Exercise brief »
Copy every line of the material below word for word, leaving out the pictures.

Photo labels with boxes »
--- start ---

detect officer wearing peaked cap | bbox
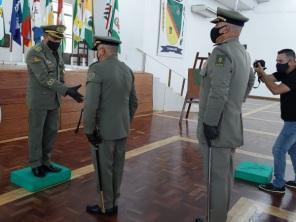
[26,25,83,177]
[196,8,255,222]
[83,36,137,215]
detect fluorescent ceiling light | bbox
[191,5,216,18]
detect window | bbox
[53,1,73,53]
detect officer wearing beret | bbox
[196,8,255,222]
[84,36,137,215]
[26,25,83,177]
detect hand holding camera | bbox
[253,59,266,78]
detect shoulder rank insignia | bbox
[47,79,54,86]
[215,55,225,66]
[34,45,42,52]
[32,56,41,63]
[87,71,96,81]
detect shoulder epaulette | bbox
[33,45,42,52]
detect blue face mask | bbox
[47,40,61,51]
[276,63,289,73]
[210,26,225,43]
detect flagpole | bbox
[23,38,25,62]
[92,0,96,61]
[70,0,76,66]
[9,34,13,62]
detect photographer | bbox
[255,49,296,194]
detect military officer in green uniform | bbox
[26,25,83,177]
[84,36,138,215]
[196,8,255,222]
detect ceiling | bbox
[216,0,270,11]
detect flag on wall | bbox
[44,0,54,25]
[0,0,5,46]
[57,0,65,25]
[157,0,185,57]
[108,0,120,40]
[82,0,93,49]
[22,0,32,47]
[73,0,83,48]
[57,0,66,52]
[32,0,43,44]
[10,0,22,45]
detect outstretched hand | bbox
[66,84,83,103]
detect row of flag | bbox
[0,0,120,48]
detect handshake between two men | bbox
[66,84,83,103]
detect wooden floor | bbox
[0,99,296,222]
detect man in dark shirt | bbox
[255,49,296,194]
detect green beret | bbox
[42,25,66,39]
[211,7,249,26]
[93,36,121,50]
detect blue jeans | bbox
[272,122,296,188]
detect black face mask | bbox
[276,63,289,73]
[47,40,61,51]
[211,26,225,43]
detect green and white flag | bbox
[0,0,5,46]
[109,0,120,40]
[73,0,83,48]
[82,0,93,49]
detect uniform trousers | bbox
[91,138,127,209]
[200,143,235,222]
[28,109,59,167]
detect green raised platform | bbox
[10,163,71,192]
[234,161,273,184]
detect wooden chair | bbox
[179,52,208,125]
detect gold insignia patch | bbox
[34,45,42,52]
[215,55,225,66]
[32,56,41,63]
[87,72,96,81]
[47,79,54,86]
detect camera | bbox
[253,59,265,69]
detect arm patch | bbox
[215,55,225,67]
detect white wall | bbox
[241,0,296,96]
[0,0,296,96]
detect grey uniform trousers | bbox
[28,109,59,167]
[200,144,235,222]
[92,138,127,209]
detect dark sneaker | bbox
[42,164,62,173]
[86,205,118,216]
[32,166,46,177]
[259,183,286,194]
[286,180,296,189]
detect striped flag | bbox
[10,0,23,45]
[82,0,93,48]
[22,0,32,47]
[44,0,54,25]
[0,0,5,46]
[73,0,83,48]
[32,0,43,44]
[57,0,66,52]
[57,0,65,25]
[108,0,120,40]
[104,2,112,30]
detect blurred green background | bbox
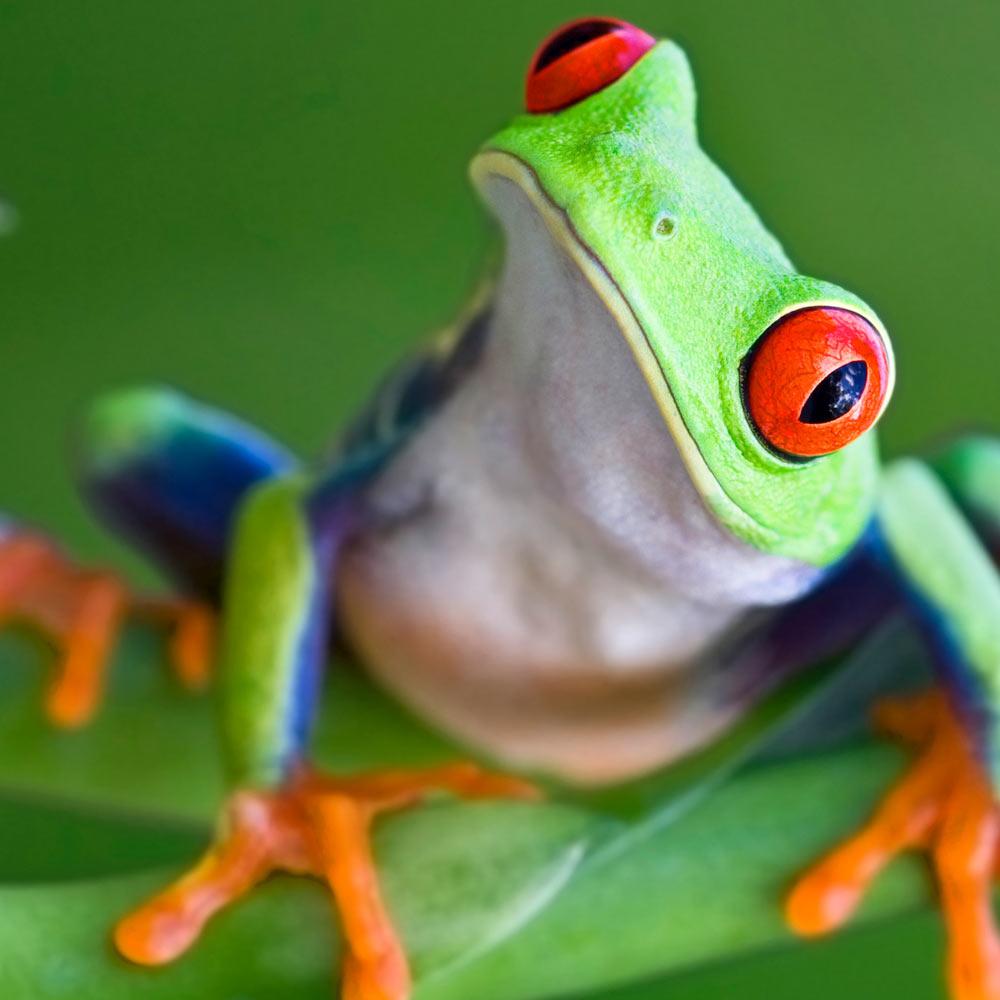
[0,0,1000,998]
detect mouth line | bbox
[470,148,778,547]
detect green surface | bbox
[0,0,1000,1000]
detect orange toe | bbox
[114,764,538,1000]
[785,691,1000,1000]
[132,598,217,691]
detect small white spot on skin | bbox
[337,180,818,783]
[0,198,21,236]
[653,212,677,240]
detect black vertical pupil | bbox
[799,361,868,424]
[535,18,617,73]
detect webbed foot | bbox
[786,690,1000,1000]
[0,530,215,726]
[114,764,539,1000]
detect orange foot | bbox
[114,764,539,1000]
[0,532,215,726]
[786,690,1000,1000]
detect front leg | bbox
[787,461,1000,1000]
[0,523,214,726]
[115,469,536,1000]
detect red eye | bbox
[524,17,656,114]
[743,306,892,458]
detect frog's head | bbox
[472,19,893,565]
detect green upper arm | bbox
[878,459,1000,780]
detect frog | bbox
[0,17,1000,1000]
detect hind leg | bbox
[0,388,293,725]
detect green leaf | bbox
[0,626,926,1000]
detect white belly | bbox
[338,170,818,782]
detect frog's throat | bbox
[469,149,781,549]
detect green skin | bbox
[27,42,1000,976]
[191,41,1000,786]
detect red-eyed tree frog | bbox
[0,18,1000,1000]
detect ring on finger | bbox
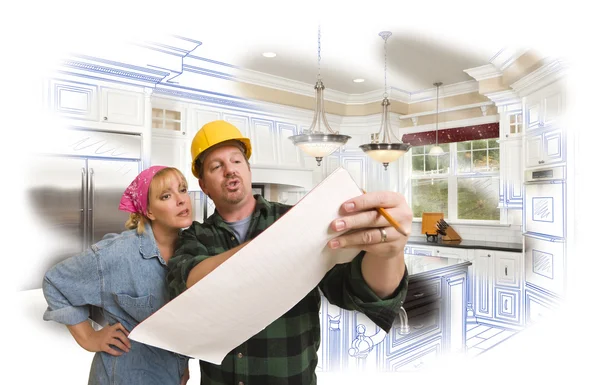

--- end ---

Solved problem »
detect officer wearing peaked cap | bbox
[26,25,83,177]
[196,8,255,222]
[83,36,137,215]
detect fluorescent ceiling light | bbox
[191,5,216,18]
detect window | bbox
[53,1,73,53]
detect officer wearing beret | bbox
[196,8,255,222]
[84,36,137,215]
[26,25,83,177]
detect hand holding camera | bbox
[253,59,266,78]
detect shoulder rank insignia | bbox
[47,79,54,86]
[215,55,225,66]
[34,45,42,52]
[32,56,41,63]
[87,71,96,81]
detect shoulder epaulette | bbox
[33,45,42,52]
detect blue face mask | bbox
[47,40,61,51]
[276,63,289,73]
[210,26,225,43]
detect flagpole | bbox
[23,38,25,62]
[92,0,96,61]
[70,0,76,66]
[9,34,13,62]
detect photographer | bbox
[255,49,296,194]
detect military officer in green uniform | bbox
[26,25,83,177]
[84,36,138,215]
[196,8,255,222]
detect ceiling | bbox
[216,0,270,11]
detect flag on wall | bbox
[44,0,54,25]
[0,0,5,46]
[57,0,65,25]
[157,0,185,57]
[108,0,120,40]
[82,0,93,49]
[22,0,32,47]
[73,0,83,48]
[57,0,66,52]
[32,0,43,44]
[10,0,22,45]
detect outstretched hand | bbox
[66,84,83,103]
detect row of flag | bbox
[0,0,120,48]
detect handshake between two men | bbox
[66,84,83,103]
detect wooden floor | bbox
[0,99,296,222]
detect man in dark shirt | bbox
[255,49,296,194]
detect green beret | bbox
[42,25,66,39]
[211,7,249,26]
[93,36,121,50]
detect blue jeans | bbox
[272,122,296,188]
detect black face mask | bbox
[276,63,289,73]
[47,40,61,51]
[211,26,225,43]
detect green and white flag | bbox
[0,0,5,46]
[109,0,120,40]
[73,0,83,48]
[82,0,93,49]
detect uniform trousers | bbox
[91,138,127,209]
[200,143,235,222]
[28,109,59,167]
detect green raised platform | bbox
[10,163,71,192]
[234,161,273,184]
detect wooden chair | bbox
[179,52,208,125]
detect gold insignia patch | bbox
[34,45,42,52]
[215,55,225,66]
[32,56,41,63]
[87,72,96,81]
[47,79,54,86]
detect camera | bbox
[253,59,265,69]
detect arm patch | bbox
[215,55,225,67]
detect white wall | bbox
[241,0,296,96]
[0,0,296,96]
detect grey uniform trousers | bbox
[28,109,59,167]
[200,144,235,222]
[92,138,127,209]
detect dark sneaker | bbox
[42,164,62,173]
[86,205,118,216]
[32,166,46,177]
[259,183,286,194]
[286,180,296,189]
detect striped flag | bbox
[10,0,23,45]
[82,0,93,48]
[22,0,32,47]
[44,0,54,25]
[0,0,5,46]
[73,0,83,48]
[32,0,43,44]
[57,0,66,52]
[57,0,65,25]
[108,0,120,40]
[104,2,112,30]
detect blurred green background | bbox
[0,0,1000,998]
detect mouth line | bbox
[470,148,778,547]
detect green surface | bbox
[0,0,1000,1000]
detect orange toe | bbox
[114,764,538,1000]
[785,691,1000,1000]
[132,598,217,691]
detect small white spot on skin | bbox
[337,180,818,783]
[0,198,21,236]
[653,212,677,240]
detect black vertical pupil | bbox
[799,361,868,424]
[535,18,617,73]
detect webbed foot | bbox
[786,690,1000,1000]
[0,530,215,726]
[114,764,539,1000]
detect orange foot | bbox
[114,764,539,1000]
[0,532,215,726]
[786,690,1000,1000]
detect front leg | bbox
[787,461,1000,1000]
[0,523,214,726]
[115,469,536,1000]
detect red eye | bbox
[524,17,656,114]
[743,306,892,458]
detect frog's head | bbox
[472,19,893,565]
detect green upper arm | bbox
[878,459,1000,780]
detect frog | bbox
[0,17,1000,1000]
detect hind leg | bbox
[0,388,293,725]
detect green leaf | bbox
[0,626,926,1000]
detect white belly | bbox
[338,170,818,782]
detect frog's throat | bbox
[469,149,781,549]
detect green skin | bbox
[27,42,1000,976]
[191,41,1000,786]
detect red-eyed tree frog | bbox
[0,18,1000,1000]
detect ring on finger | bbox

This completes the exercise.